WORK REQUIRED:
Every line below needs to be transcribed without alteration, and no image may be carried over.

* * * * * * *

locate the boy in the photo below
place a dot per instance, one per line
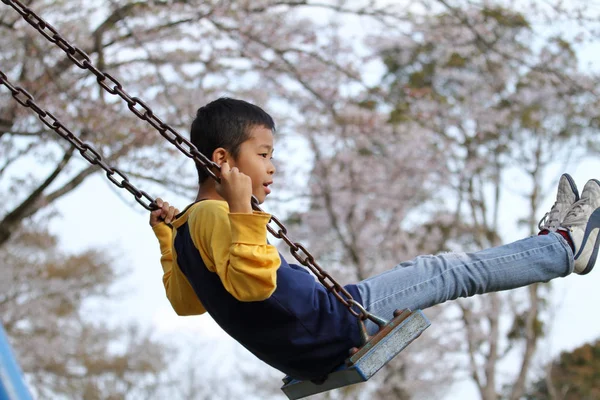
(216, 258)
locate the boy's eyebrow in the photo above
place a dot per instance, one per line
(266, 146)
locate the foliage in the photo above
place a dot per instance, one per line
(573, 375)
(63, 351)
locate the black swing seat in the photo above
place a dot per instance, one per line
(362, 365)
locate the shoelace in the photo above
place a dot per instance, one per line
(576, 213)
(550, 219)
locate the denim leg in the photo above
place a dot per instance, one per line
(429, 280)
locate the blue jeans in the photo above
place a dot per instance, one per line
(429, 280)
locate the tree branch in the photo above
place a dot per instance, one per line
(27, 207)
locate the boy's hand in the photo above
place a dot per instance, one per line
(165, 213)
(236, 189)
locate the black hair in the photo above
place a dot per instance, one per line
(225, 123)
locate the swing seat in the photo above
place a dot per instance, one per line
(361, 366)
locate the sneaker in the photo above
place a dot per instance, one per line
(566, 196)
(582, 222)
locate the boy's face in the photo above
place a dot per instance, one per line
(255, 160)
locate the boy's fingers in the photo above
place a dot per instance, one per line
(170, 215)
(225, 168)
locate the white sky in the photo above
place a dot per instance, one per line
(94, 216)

* * * * * * *

EXERCISE SOLUTION:
locate the boy in the photo below
place a dot per instance, one per line
(216, 258)
locate the boy's eyebrow in the photo above
place a dot per instance, one per line
(266, 146)
locate the foliage in the photo above
place a dot per instance, one per line
(573, 375)
(63, 351)
locate the black swing seat in the photo above
place a dot per instance, one per line
(362, 365)
locate the shoelace in the photo above
place a dot per instance, one per line
(576, 213)
(550, 219)
locate the denim leg in the photo above
place a dot per instance, one per line
(429, 280)
locate the blue jeans in the photo above
place a dot per instance, one per line
(429, 280)
locate the tree branch in the photo above
place a dot per instance, one per line
(27, 207)
locate the boy's hand in the photo above
place a dot per instance, one per line
(165, 213)
(236, 189)
locate the black hair in the photo above
place a dot per instance, one per line
(225, 123)
locate the swing seat in the photo above
place a dot per instance, one per line
(361, 366)
locate the sneaker in the photo above
place a dot per instance, one per line
(566, 196)
(582, 222)
locate the boy's face in the photo above
place a dot per instance, one per line
(255, 160)
locate the boy's fingers in the photo above
place a dot per instance, one per line
(170, 215)
(225, 168)
locate the white sky in the photo above
place a dot per instance, one per line
(94, 216)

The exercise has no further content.